## begin INFORMATION PROVIDED

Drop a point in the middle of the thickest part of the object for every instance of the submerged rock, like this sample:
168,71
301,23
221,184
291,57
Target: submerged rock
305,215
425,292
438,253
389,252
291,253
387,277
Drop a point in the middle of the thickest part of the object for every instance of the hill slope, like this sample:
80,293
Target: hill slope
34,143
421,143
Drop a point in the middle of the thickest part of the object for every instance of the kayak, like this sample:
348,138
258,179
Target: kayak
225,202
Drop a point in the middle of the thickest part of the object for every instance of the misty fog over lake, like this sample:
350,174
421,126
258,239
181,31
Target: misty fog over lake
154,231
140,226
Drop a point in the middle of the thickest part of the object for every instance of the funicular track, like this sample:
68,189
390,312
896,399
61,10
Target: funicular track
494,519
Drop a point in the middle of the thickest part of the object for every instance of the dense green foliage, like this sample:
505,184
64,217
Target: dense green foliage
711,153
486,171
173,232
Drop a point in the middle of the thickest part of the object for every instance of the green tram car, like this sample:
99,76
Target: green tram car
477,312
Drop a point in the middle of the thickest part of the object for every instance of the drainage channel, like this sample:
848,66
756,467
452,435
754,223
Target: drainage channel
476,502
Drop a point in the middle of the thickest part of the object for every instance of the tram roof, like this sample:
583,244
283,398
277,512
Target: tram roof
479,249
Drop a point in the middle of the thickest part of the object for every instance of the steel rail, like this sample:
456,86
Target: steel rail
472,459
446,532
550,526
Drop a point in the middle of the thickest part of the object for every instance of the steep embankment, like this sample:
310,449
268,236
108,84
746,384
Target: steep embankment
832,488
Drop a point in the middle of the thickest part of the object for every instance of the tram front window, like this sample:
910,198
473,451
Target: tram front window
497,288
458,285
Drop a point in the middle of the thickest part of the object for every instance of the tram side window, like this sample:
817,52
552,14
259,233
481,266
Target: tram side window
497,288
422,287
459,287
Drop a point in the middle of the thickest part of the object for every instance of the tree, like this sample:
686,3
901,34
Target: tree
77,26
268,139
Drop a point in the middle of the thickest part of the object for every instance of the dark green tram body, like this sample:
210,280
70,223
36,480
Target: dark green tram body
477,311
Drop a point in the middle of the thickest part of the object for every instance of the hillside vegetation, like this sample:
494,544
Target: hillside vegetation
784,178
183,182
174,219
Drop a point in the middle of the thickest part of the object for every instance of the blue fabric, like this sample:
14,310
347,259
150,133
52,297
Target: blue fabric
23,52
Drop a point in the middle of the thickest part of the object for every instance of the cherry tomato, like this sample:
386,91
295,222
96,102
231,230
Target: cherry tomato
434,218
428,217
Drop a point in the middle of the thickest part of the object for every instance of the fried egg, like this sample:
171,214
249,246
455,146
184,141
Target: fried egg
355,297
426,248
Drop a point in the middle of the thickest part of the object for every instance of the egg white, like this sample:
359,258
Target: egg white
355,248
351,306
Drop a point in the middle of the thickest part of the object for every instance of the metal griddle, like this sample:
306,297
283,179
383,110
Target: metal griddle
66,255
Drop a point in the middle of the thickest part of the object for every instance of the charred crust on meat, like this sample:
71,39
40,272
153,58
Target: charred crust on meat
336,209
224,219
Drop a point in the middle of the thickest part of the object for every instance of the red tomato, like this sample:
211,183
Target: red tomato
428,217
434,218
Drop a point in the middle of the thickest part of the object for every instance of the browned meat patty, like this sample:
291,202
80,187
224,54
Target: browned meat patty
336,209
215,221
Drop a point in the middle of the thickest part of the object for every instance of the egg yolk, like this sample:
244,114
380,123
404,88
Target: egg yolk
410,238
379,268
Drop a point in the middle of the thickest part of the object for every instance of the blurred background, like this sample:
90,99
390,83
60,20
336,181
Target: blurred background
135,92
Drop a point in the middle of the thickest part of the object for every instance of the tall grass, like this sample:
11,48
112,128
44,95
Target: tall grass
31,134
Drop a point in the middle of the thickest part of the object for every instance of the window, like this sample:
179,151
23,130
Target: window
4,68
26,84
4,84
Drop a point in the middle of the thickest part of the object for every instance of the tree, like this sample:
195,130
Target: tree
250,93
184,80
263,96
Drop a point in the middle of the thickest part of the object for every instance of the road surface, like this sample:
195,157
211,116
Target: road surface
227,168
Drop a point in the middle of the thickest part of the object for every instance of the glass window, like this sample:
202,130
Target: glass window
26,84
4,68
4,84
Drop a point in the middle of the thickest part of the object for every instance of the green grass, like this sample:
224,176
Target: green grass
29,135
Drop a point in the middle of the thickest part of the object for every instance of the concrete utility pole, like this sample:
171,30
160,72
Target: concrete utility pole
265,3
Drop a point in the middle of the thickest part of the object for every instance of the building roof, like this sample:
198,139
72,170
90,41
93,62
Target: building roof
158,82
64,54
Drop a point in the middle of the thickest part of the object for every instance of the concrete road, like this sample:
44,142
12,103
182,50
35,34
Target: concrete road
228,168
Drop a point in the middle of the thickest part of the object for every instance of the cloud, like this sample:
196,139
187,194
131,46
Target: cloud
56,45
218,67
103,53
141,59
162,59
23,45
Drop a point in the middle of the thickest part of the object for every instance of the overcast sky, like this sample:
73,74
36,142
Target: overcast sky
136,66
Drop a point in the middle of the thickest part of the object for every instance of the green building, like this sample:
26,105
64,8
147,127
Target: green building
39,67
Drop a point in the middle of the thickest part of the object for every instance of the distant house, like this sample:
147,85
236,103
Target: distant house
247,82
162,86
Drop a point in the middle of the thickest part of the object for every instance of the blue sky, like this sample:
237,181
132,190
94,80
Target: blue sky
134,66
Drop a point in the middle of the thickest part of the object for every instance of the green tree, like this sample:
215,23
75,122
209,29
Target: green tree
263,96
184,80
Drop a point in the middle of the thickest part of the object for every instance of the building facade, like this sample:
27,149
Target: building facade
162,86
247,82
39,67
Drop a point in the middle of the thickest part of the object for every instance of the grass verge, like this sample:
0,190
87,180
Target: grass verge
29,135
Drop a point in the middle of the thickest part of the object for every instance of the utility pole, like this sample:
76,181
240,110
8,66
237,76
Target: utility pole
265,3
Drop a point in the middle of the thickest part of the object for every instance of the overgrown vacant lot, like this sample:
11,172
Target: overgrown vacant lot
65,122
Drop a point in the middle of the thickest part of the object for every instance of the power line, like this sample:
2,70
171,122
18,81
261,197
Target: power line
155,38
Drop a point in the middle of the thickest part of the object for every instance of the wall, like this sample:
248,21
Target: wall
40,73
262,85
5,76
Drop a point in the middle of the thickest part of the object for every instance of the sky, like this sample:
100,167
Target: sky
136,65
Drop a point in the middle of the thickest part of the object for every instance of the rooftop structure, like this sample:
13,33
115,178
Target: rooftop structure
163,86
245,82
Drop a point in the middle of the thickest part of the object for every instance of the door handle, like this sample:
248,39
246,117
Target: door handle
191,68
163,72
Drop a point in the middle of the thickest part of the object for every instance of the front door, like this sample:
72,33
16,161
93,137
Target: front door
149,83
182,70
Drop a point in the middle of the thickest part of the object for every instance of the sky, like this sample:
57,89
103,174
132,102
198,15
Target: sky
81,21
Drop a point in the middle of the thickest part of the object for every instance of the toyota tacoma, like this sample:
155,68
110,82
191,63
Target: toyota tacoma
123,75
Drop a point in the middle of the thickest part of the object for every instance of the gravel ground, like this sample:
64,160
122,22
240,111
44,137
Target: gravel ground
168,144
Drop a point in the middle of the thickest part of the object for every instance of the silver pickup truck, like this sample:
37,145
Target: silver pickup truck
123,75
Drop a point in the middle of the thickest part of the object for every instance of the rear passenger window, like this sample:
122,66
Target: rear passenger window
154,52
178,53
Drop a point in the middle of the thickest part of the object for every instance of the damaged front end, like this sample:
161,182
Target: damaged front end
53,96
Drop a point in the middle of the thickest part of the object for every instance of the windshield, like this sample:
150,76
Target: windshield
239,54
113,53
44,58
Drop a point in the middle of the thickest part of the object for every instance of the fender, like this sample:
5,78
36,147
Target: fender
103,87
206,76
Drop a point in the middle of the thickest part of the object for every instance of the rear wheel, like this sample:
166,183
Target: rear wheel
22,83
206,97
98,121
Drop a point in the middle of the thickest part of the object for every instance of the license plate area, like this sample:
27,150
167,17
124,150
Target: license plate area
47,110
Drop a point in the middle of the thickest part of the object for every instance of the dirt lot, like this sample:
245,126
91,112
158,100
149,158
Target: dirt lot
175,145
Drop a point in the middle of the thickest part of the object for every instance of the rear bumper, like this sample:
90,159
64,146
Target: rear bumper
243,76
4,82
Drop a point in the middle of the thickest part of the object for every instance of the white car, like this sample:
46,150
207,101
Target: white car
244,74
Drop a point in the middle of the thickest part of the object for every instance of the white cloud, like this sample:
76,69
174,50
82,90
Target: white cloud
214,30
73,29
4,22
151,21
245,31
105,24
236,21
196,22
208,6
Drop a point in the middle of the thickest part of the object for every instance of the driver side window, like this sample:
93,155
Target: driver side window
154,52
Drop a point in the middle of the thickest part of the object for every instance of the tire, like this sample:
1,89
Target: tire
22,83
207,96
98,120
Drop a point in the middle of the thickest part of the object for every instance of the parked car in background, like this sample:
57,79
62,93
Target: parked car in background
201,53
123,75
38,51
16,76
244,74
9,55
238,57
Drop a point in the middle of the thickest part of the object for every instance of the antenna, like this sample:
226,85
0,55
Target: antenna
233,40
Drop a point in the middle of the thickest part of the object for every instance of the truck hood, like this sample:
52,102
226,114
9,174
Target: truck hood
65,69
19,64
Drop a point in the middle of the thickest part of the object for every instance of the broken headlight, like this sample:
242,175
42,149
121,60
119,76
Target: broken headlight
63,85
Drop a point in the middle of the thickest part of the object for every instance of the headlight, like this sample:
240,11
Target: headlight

## end INFORMATION PROVIDED

» **INSTRUCTIONS FOR THE TASK**: Exactly as written, give again every line from the one containing "the tire, like" through the last line of the material above, and no other lines.

» **EXERCISE RESPONSE**:
Drop a point in the middle of the thickest part of the object for every instance of the tire, like this sample:
1,89
Target: tire
22,83
207,96
98,120
Drop a point in the middle of the thickest part of the object for every instance of the parked car in background, like this sample:
57,79
62,93
Target: parked car in background
201,53
123,75
38,51
16,76
244,74
9,55
238,57
Drop a point in the middle of the thickest part of the object for every instance of the antenna, like this sample:
226,85
0,55
Target: antenna
233,40
Drop a point in the middle of the thickest part of the object for every instance of the truck hood, like this sample:
52,102
226,114
9,174
Target: truck hood
65,69
19,64
Drop a point in the middle of the thickest part of the object for every instance of the broken headlight, like this sample:
242,175
42,149
121,60
119,76
Target: broken headlight
63,85
Drop a point in the middle of the thickest part of the object for every instance of the headlight, like this sample:
240,11
Target: headlight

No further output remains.